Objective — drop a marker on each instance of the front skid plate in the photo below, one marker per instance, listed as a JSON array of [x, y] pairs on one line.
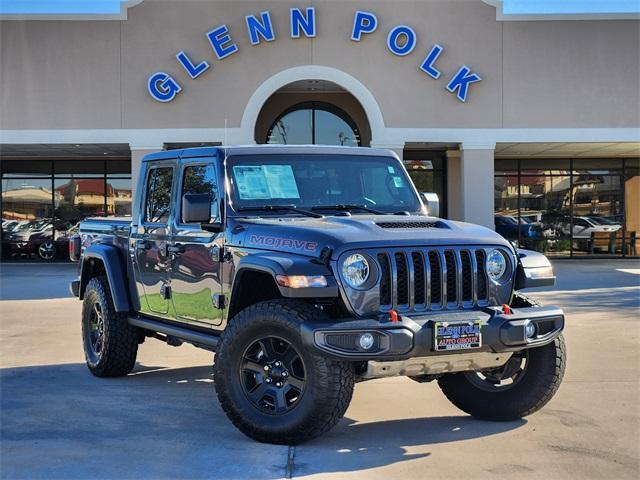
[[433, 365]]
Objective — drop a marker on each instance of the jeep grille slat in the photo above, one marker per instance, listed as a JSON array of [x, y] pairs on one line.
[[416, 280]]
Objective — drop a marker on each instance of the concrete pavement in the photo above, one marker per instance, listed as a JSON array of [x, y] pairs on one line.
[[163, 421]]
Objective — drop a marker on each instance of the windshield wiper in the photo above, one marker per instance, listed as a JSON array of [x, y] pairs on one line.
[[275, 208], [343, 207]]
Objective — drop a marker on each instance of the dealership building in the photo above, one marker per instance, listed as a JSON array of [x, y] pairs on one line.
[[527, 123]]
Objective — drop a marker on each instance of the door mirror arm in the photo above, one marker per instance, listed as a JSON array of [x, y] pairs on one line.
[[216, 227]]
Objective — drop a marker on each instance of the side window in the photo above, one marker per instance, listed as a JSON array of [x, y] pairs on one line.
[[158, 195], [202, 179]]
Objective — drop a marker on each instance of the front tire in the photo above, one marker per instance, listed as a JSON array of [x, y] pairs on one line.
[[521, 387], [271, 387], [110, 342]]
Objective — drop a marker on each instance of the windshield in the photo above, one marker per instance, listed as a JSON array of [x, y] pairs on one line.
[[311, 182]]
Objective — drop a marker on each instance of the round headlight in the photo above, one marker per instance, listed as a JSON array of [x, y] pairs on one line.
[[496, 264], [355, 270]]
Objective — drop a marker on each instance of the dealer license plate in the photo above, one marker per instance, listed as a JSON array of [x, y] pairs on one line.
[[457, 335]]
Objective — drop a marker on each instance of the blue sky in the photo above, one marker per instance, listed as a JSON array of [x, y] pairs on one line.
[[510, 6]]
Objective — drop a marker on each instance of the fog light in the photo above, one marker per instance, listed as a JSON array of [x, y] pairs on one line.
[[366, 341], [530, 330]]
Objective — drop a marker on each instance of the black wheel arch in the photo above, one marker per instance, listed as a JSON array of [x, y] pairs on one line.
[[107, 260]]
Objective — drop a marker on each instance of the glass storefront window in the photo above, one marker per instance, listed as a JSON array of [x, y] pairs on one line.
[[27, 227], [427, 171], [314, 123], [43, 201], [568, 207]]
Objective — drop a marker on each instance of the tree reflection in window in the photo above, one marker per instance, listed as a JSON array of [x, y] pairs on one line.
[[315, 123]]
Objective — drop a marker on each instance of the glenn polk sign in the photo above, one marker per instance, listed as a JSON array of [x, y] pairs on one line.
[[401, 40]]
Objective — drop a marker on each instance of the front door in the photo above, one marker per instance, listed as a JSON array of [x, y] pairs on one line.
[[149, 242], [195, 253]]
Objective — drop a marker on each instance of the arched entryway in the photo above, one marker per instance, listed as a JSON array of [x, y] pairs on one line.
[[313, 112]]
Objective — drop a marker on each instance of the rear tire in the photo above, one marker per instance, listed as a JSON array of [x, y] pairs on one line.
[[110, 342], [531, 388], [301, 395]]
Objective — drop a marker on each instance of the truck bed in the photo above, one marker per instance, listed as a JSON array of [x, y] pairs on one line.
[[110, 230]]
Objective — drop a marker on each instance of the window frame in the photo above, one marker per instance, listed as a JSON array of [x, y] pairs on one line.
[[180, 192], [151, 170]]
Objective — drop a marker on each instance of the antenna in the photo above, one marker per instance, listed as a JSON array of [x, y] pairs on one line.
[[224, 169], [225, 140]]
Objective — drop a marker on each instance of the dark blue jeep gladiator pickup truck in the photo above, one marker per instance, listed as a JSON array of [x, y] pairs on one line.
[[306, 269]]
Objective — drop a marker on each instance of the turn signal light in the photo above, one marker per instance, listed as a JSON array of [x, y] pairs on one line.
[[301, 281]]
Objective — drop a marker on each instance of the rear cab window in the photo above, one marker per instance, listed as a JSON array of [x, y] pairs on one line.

****************************************

Aim of the task: Write out all of the data above verbatim, line for line, leaving out any pictures.

The solution:
Objective — drop a marker on each instance of the front skid plate in the photo below, one marker per instance, listed as a JSON array of [x, y] pairs on one line.
[[433, 365]]
Objective — drop a marker on each instance of the jeep grille slat in the photo above, one marker per instance, listed as a JSON array of [x, y] pairs on one line.
[[416, 280]]
Objective — drop a marker on each instance of the concrete pavement in the photo above, one marker per instance, listed as a JSON array of [x, y] pairs on one line.
[[163, 421]]
Objective — drop a marker on each instance of the windshield wiper in the photo above, one marker per instance, listed as a JSON array of [x, y] pairs on one line.
[[275, 208], [343, 207]]
Objective — drop a marker on each instance of the dealership building in the photo above, one marker per instance, listed as a JSON array of [x, y] pairs on one line.
[[527, 123]]
Objective — drop a marker on each instance of the door mirror arm in the photo above, one marker per instance, listed as a JSON array of [x, y] pairs on one line.
[[216, 227]]
Objective — drop a marker on each instance of the side window in the photo above, one marker per instance, listed as a JSON array of [x, y] pairs on one line.
[[158, 195], [202, 179]]
Objective — drop a marker on each instance of the front tire in the photo above, one marker per instance, listed as a JSON array of [x, y] pairs on one line.
[[521, 387], [271, 387], [110, 342]]
Objective — drop a marker on each instance of the windshield in the photo above, one marker per instance, listed as a JSON array of [x, y] pairs on one line.
[[311, 182]]
Objective — drop a marker on each instance of the round headlight in the photo above, one marker per instance, listed as a JSON array of [x, y] pairs on one line.
[[496, 264], [355, 270]]
Objective — drop a marker on each instance of the dealer license plate in the photo above, one marker per instance, listed as a JSON array of [x, y] pairs on one line.
[[457, 335]]
Objective — drop a marker on each instance of the blue sky in the photo above, one marker per instance, listed as a JSON array of [x, y] pairs on one line.
[[510, 6]]
Objective — drop a marker on each instance of the fog light in the photo above, one marker per instance, listed as a JSON array of [x, y] pairs on one line.
[[366, 341], [530, 330]]
Objective — drop a marker on each instance of the black wheel arch in the photo above, one marker per instance, listed as a JSON array of [x, y] pairs on one line.
[[107, 260]]
Objective — drop a marker on each instance of the glass storefront window in the photo above, one marker per instance, listed as a JSON array of [x, y] pairs on one line.
[[27, 227], [427, 171], [314, 123], [43, 201], [568, 207]]
Objective — drop a marker on each instance of the tree reflection in window in the photo above, one marker per instance, listed as a JSON array of [x, y] pairs on one line.
[[315, 123]]
Objective — drop a marker on each instance of the glenn polk sign in the photo above, one marker per instance, listed as a JSON array of [x, y] pairs on one line.
[[401, 40]]
Objective — drop a marker on each instance of the front door in the photo above, one marker per instance, listed as a JSON array of [x, y] pairs on one line.
[[149, 242], [195, 253]]
Objective — drop a marker on each instance of the arched entryway in the photo above, one marker per instance, listed as a JSON array of [x, y] pairs on one line.
[[313, 112]]
Objective — drop a marker on each instance of the rear tire in the photo above, one marker per instance, listed as a JSON array of [x, y] pairs on one line.
[[110, 342], [531, 388], [301, 395]]
Objective — drop a marker on each instance of the truck bed in the photo above, one marker per instance, listed as a JSON array of [x, y] pairs on one line.
[[110, 230]]
Objective — drop a marker on each instance of the window frame in the photo above, one marker per instance, listed as a JSON array of [x, y] pairs on one line.
[[180, 192], [151, 170]]
Objective — drop a marker on each instance of the antenna in the photo above, one marker per instance, listed as a JSON array of [x, y] pairs on one line.
[[224, 169], [225, 140]]
Objective — drop a marker on each instance of the dark blue jeep gladiator pickup truck in the photo above, one marker per instance, listed as a JSON array of [x, y] pairs on one line.
[[306, 269]]
Objective — drop a marker on each instance of the turn signal light in the photo above, one marker per instance, listed as a JSON array of [x, y] pairs on one line.
[[301, 281]]
Objective — drop a marker on each instance of the rear cab window in the photo above, one marker per instance, listed as a JSON array of [x, y] pairs on one line.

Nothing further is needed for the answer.